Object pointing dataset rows

————

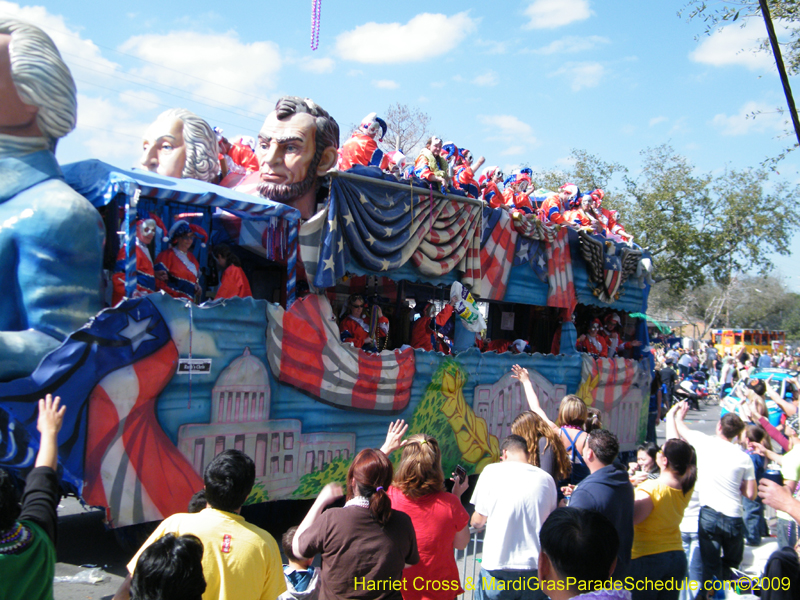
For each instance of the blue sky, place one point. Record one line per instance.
(515, 81)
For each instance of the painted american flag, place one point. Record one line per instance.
(304, 350)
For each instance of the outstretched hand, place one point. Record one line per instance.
(394, 436)
(520, 373)
(51, 415)
(459, 487)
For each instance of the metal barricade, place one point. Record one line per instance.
(468, 561)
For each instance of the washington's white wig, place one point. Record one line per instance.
(42, 78)
(202, 155)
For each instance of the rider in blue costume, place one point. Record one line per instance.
(51, 238)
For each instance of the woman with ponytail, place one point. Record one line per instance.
(440, 521)
(363, 543)
(657, 552)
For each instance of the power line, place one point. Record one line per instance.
(166, 90)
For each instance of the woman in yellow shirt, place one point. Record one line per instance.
(657, 553)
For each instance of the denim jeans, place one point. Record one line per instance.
(753, 520)
(721, 543)
(787, 533)
(664, 566)
(691, 547)
(488, 585)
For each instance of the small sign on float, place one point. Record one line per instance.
(196, 366)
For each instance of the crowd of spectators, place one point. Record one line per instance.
(681, 513)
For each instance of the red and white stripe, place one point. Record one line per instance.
(303, 350)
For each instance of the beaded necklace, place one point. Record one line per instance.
(15, 540)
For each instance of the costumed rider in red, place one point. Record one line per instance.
(237, 157)
(516, 191)
(583, 216)
(556, 205)
(593, 342)
(394, 163)
(429, 332)
(145, 272)
(489, 181)
(177, 270)
(430, 166)
(361, 148)
(613, 338)
(464, 173)
(355, 328)
(609, 219)
(233, 281)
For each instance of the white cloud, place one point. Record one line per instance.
(424, 37)
(492, 47)
(549, 14)
(509, 130)
(317, 65)
(385, 84)
(745, 121)
(111, 129)
(487, 79)
(513, 151)
(738, 45)
(76, 51)
(581, 75)
(572, 45)
(210, 65)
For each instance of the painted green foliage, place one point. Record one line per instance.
(446, 388)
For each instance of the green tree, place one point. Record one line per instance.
(702, 227)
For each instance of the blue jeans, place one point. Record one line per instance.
(691, 547)
(753, 519)
(665, 566)
(489, 583)
(787, 533)
(721, 543)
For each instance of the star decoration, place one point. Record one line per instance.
(136, 332)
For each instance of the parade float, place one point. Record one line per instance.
(156, 386)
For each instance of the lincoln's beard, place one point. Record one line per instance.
(284, 193)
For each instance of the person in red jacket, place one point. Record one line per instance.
(554, 207)
(593, 341)
(489, 181)
(233, 282)
(426, 332)
(361, 148)
(515, 193)
(354, 328)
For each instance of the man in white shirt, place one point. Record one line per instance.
(512, 500)
(725, 474)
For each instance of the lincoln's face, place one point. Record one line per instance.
(163, 147)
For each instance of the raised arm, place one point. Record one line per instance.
(394, 436)
(521, 374)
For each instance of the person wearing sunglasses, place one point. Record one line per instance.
(593, 341)
(354, 328)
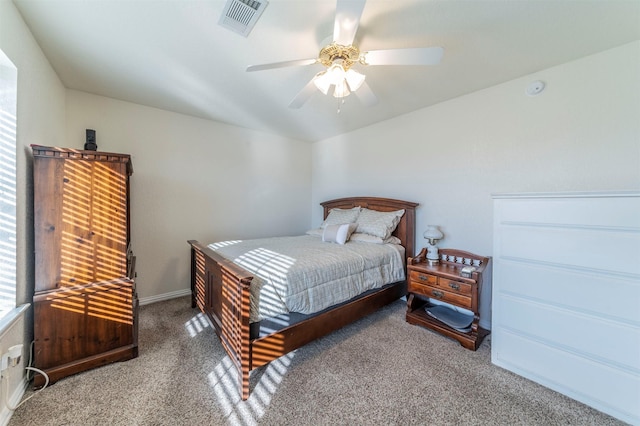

————

§ EXERCISE TASK: Extract each line of the material above that contains the word "painted".

§ OUTPUT BELOW:
For each instance of the painted american flag, place one point. Record one line per instance.
For each instance of the painted green foliage, place one point. Record one line per instance.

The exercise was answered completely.